**Alıştırmalar**
[1] Kültür ve dil üzerine olan metin bölümünde antropolojinin ilgi duyduğu konular olarak anılanların hepsini sıralayınız.
[2] Kültür ve dil üzerine olan metin bölümüne göre aşağıdaki soruları cevaplayınız.
(a) Kültürü biriktirirken ve depolarken karşımıza çıkan en önemli araç hangisidir?
(b) Çeşitli dilleri karşılaştırmalı olarak inceleyen linguistik antropoloji hangi konuya ışık tutar?
(c) Antropolojiye hangi ad verilmektedir?

**Metin bölümü**
Kültürü anlamaya çalışırken gündelik hayatla doğrudan bir ilişki içine girilmektedir. Kültürü hem biriktirirken hem de depolarken karşımıza çıkan en önemli araç dildir. Dil sayesinde geçmişi inceler ve zaman içinde değişime uğrayan kültürü geleceğe aktarırız. Burada karşımıza linguistik antropoloji çıkmaktadır. Linguistik antropoloji, antropolojinin karşılaştırılma, farklılaştırma ve değişime ilgisine ek bir örnek oluşturmaktadır. Çeşitli dilleri karşılaştırmalı olarak inceleyen bu grup, toplumların nasıl birbirleriyle ilişkili olabilecekleri konusuna da ışık tutar. İşte bu nedenle insan bilimi olarak isimlendirdiğimiz Antropoloji, pek çok disiplinin sentezi olup, insanın yaptığı ve yarattığı kültürü anlamaya ve bunun bağlı olduğu ilkeleri belirlemeye yönelik bir çalışma alanıdır.

**Satırlar**
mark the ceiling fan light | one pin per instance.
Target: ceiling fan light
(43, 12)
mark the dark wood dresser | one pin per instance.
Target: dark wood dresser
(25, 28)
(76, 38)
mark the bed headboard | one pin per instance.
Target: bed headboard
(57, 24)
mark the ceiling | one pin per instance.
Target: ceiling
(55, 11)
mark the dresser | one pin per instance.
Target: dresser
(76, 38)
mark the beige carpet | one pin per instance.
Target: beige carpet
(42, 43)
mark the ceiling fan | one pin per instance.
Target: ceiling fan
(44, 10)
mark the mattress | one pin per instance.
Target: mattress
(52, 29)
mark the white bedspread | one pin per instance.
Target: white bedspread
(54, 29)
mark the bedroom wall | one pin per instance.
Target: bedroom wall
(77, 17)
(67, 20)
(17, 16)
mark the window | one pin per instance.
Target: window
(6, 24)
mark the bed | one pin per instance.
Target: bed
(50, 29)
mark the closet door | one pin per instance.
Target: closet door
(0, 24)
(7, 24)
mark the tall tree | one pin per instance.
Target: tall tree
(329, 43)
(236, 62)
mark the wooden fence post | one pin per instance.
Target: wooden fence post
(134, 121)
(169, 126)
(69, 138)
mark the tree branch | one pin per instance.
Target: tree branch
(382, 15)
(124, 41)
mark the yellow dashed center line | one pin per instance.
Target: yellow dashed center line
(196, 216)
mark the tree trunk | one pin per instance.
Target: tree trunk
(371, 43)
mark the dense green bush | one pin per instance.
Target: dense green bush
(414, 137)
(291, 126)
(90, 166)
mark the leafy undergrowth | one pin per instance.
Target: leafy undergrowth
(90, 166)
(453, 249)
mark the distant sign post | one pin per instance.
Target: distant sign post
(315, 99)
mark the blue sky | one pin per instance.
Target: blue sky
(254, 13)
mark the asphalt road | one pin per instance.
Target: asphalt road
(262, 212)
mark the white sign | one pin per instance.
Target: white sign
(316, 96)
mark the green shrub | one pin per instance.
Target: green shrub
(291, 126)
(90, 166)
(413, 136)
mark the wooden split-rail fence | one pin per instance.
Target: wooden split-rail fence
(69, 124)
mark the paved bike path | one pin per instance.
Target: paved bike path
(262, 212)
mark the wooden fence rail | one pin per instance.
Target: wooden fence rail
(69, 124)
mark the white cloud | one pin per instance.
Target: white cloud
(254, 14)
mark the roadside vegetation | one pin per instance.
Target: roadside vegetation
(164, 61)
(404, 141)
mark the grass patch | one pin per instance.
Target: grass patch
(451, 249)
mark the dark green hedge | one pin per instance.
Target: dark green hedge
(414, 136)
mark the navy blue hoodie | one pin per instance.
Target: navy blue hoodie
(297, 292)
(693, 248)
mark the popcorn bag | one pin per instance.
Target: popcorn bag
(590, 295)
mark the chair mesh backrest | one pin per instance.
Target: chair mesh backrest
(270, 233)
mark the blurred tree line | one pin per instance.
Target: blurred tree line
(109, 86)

--

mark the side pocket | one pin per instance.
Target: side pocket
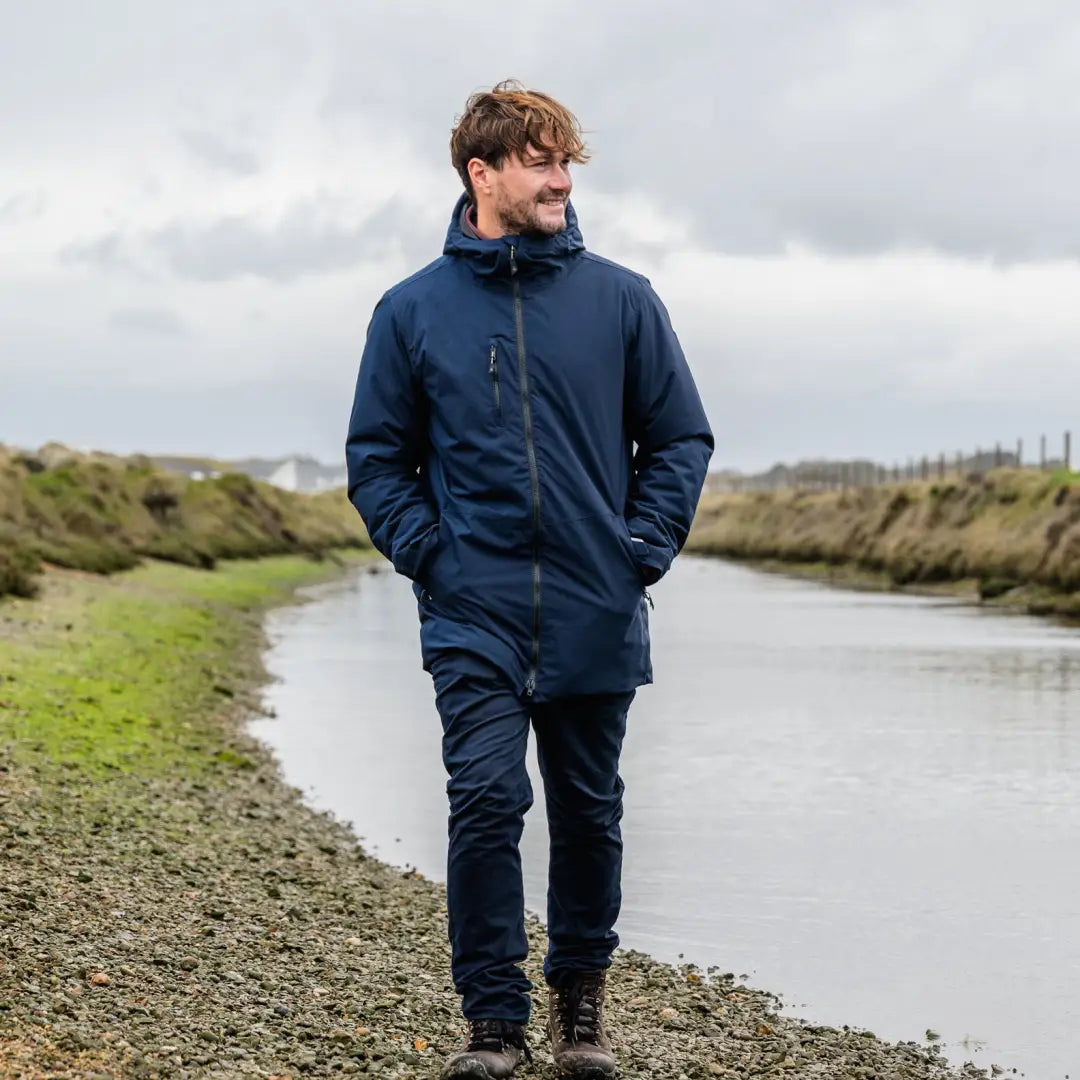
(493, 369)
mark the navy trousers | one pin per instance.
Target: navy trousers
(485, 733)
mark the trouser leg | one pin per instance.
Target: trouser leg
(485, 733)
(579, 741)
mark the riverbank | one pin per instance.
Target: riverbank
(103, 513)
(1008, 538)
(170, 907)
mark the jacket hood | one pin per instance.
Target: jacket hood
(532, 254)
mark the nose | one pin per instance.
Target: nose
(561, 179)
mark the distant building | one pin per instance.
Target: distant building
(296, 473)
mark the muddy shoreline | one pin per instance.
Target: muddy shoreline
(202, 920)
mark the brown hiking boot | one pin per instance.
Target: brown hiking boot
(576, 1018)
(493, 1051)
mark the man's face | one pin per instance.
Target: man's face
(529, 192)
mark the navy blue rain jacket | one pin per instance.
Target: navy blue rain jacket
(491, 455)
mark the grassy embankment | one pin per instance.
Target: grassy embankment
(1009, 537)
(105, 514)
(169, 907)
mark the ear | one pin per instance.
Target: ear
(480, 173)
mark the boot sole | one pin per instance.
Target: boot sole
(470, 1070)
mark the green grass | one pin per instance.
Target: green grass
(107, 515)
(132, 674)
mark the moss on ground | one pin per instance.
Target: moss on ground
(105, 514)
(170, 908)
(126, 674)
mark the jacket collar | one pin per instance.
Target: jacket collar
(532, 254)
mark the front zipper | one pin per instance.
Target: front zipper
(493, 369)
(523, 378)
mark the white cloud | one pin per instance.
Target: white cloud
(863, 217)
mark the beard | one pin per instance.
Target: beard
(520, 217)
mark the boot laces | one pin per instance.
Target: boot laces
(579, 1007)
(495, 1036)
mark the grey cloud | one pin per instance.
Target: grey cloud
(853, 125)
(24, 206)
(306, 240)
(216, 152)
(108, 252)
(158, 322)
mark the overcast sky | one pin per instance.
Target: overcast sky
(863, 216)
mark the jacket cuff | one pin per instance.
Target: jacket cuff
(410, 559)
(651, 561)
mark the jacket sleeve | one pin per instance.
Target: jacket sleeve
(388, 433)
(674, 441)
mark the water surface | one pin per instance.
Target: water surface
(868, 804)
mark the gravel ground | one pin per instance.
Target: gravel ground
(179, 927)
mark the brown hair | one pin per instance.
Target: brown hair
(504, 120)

**Alıştırma cevapları**
[1] Karşılaştırılma, farklılaştırma, değişim

[2]
(a) Dil.
(b) Toplumların birbirleriyle nasıl ilişkili olabileceklerine.
(c) İnsan bilimi.